EXCERPT Start Marker

ADF Senior Counsel John Bursch said students “struggling with their beliefs about gender need compassionate support, but sound reasons based on common sense have always existed for schools to separate male and female teenagers in showers, restrooms, and locker rooms.”

“No student’s recognized right to bodily privacy should be made contingent on what other students believe about their own gender,” he said. “Because the 3rd Circuit’s decision made a mess of bodily privacy and Title IX principles, we believe the Supreme Court should have reviewed it. But we hope the court will take up a similar case in the future to bring much needed clarity to how the lower courts should handle violations of well-established student privacy rights.”

ADF explained the litigation is the result of the Obama administration’s “unilateral and extraordinary decision in 2016 to issue a written edict to public schools which, by fiat, interpreted Title IX’s sex discrimination provisions (‘no person in the United States shall, on the basis of sex, be excluded from participation in, be denied the benefits of, or be subjected to discrimination under any education program or activity’) to require public schools to allow students to access bathrooms and locker rooms based on ‘an individual’s internal sense of gender.’

“As a result, transgenderism, also known as gender dysphoria, was read into a statute written solely to address sex, not gender identity. As a result, bathroom and locker room access in many public schools, including in the Boyertown Area School District, became based on subjective feelings, not objective facts or biology,” ADF explained.

President Trump immediately reversed Obama’s orders, but some school districts still are operating under the previous rules.

Scientifically it’s simple: Females are XX chromosomes and males XY. And that is unchangeable.

“These types of school policies have serious privacy implications,” said ADF Legal Counsel Christiana Holcomb earlier in the case. “Teenagers should not be forced to welcome members of the opposite sex into their showers, restrooms, or locker rooms based on what they believe about their gender. All schools, including Boyertown Area School District, should be providing support for those dealing with gender dysphoria, but they should seek to do so in ways that protect the privacy of all students.”

EXCERPT End Marker

*TASK INSTRUCTIONS*:
**a)** Using the excerpt on the Boyertown case, answer each question below.
(i) What title does John Bursch hold at ADF?
(ii) In what year did the Obama administration issue its written edict to public schools?
(iii) Who said "These types of school policies have serious privacy implications"?
**b)** Decide whether each statement below agrees with the excerpt on the Boyertown case, and support each answer with a quotation from it.
(i) Bursch says the Supreme Court should have reviewed the 3rd Circuit's decision.
(ii) After President Trump reversed Obama's orders, all school districts stopped operating under the previous rules.
(iii) Holcomb says schools should provide support for those dealing with gender dysphoria.

DATA TO EXAMINE Start Marker

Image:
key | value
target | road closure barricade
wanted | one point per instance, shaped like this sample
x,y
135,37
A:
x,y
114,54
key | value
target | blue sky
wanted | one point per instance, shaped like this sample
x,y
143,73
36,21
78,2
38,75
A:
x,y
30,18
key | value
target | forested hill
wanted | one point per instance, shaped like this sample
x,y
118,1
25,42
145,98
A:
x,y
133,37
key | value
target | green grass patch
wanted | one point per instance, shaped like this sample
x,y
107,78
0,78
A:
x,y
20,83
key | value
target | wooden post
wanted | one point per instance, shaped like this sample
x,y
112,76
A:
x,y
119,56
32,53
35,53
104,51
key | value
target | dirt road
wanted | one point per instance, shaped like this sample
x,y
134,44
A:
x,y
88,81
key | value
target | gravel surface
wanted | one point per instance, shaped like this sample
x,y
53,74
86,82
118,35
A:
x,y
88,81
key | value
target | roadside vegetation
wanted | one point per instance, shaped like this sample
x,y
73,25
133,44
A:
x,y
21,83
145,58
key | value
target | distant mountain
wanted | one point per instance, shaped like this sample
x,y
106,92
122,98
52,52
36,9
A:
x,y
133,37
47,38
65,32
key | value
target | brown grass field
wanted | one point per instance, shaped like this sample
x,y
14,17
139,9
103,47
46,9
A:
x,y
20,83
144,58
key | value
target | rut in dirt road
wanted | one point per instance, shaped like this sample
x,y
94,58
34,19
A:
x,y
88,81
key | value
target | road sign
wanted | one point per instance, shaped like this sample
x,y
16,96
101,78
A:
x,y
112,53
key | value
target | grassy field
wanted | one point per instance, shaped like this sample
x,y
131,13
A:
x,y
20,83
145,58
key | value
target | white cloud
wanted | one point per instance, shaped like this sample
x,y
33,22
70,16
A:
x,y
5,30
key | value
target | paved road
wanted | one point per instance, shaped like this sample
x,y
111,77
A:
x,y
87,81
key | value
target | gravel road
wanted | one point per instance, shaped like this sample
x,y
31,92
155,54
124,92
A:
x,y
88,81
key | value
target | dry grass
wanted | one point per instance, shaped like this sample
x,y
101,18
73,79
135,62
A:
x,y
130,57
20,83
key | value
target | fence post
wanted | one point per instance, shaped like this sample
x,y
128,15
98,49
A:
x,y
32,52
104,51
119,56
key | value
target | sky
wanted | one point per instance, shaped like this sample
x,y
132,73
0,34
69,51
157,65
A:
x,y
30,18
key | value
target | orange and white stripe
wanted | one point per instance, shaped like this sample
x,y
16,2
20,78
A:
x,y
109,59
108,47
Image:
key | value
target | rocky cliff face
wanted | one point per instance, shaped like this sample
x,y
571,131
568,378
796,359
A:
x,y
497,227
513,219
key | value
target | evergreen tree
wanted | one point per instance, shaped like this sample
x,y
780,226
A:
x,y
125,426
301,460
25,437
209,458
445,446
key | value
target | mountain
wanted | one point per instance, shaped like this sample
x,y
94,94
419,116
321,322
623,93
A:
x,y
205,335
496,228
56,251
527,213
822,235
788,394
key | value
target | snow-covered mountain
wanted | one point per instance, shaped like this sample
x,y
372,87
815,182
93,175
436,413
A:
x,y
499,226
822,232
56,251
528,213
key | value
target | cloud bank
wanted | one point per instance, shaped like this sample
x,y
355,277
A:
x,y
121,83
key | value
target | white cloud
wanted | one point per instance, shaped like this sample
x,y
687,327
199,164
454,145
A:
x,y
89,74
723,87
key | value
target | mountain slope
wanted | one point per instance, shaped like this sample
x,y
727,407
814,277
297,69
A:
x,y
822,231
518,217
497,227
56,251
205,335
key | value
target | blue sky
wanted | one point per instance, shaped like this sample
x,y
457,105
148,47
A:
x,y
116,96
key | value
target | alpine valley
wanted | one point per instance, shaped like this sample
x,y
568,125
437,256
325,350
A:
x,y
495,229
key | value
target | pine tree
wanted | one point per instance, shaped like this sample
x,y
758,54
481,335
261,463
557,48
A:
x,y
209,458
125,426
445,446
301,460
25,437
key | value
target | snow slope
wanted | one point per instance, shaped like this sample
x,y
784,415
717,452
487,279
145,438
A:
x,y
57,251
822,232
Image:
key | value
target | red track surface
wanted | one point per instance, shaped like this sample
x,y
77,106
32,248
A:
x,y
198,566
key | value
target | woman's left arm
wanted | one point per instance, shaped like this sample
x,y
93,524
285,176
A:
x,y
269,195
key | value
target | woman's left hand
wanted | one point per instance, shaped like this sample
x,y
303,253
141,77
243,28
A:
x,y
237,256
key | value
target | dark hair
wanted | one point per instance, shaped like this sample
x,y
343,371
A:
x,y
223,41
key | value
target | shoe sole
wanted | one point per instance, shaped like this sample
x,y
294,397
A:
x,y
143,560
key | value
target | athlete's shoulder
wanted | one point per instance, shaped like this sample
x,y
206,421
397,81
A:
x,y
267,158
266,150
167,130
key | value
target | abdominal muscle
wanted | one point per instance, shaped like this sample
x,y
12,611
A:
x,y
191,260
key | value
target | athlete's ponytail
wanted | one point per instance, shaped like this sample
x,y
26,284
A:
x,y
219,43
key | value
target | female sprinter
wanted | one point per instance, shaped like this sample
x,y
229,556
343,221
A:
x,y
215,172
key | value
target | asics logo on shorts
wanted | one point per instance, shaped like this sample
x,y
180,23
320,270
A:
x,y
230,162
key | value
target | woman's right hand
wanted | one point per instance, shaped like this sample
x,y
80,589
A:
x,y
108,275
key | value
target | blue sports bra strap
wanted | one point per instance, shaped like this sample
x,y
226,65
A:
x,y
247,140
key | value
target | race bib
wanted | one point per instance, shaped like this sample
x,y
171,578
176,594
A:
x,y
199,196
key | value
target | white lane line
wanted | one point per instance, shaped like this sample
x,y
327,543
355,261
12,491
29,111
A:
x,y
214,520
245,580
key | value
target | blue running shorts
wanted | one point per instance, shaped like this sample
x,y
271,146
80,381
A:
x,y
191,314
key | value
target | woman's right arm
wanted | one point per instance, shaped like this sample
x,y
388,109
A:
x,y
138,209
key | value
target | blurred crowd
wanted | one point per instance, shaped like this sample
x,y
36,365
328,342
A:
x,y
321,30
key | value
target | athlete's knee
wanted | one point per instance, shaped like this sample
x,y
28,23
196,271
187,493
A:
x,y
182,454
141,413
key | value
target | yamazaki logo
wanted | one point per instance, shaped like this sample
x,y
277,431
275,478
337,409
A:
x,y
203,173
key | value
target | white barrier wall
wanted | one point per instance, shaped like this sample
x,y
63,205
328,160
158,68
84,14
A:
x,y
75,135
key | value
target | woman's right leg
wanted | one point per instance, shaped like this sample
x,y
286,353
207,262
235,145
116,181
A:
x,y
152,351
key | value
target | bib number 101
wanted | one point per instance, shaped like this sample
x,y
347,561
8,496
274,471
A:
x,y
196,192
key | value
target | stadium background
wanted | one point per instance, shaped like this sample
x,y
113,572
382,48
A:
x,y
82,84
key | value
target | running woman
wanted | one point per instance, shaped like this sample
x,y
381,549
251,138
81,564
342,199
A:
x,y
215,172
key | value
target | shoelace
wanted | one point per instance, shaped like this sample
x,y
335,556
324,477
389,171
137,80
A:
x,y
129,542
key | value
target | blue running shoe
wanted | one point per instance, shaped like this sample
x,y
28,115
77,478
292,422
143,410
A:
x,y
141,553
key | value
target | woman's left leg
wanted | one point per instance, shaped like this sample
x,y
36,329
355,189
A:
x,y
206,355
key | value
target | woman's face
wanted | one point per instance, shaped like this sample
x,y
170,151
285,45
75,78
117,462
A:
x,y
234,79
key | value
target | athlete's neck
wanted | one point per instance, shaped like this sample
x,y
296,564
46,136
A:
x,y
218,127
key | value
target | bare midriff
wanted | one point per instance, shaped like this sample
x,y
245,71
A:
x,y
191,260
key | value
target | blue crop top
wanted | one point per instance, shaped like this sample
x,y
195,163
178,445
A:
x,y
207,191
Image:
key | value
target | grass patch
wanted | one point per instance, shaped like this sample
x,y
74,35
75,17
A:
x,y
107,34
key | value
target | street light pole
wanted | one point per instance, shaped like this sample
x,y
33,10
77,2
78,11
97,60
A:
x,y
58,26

DATA TO EXAMINE End Marker

*LIST OF SOLUTIONS*:
**a)**
(i) Senior Counsel
(ii) 2016
(iii) ADF Legal Counsel Christiana Holcomb

**b)**
(i) Yes: "we believe the Supreme Court should have reviewed it."
(ii) No: "some school districts still are operating under the previous rules."
(iii) Yes: "should be providing support for those dealing with gender dysphoria"